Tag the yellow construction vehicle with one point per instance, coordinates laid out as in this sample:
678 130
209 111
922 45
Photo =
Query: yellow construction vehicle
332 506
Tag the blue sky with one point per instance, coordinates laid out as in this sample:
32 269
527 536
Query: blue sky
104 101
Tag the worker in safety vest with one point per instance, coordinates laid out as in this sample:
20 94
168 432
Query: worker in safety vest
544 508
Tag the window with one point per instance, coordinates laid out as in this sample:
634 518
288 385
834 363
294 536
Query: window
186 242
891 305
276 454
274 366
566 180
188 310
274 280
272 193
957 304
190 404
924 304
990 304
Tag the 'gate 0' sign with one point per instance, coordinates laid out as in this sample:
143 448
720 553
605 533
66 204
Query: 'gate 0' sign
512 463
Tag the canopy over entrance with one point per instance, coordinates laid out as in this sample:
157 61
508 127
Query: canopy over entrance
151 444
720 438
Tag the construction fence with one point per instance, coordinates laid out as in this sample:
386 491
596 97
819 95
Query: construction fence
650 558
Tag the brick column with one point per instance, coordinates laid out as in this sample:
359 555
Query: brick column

▶ **Activity**: Repeat the line containing "Tag the canopy" and all subsequent lines through the final line of the data, exactly and with no others.

▶ **Answer space**:
Tag the canopy over entrance with one point per instance, coordinates laid out as in this sample:
157 61
508 127
Query: canopy over entrance
151 444
720 438
Tag the construction fence with one point per instance, coordinates laid out as in this sample:
386 491
596 97
819 95
Query: construction fence
650 558
Tag the brick column with one point per instance, coordinates laid out as in this sample:
359 555
Query: brick column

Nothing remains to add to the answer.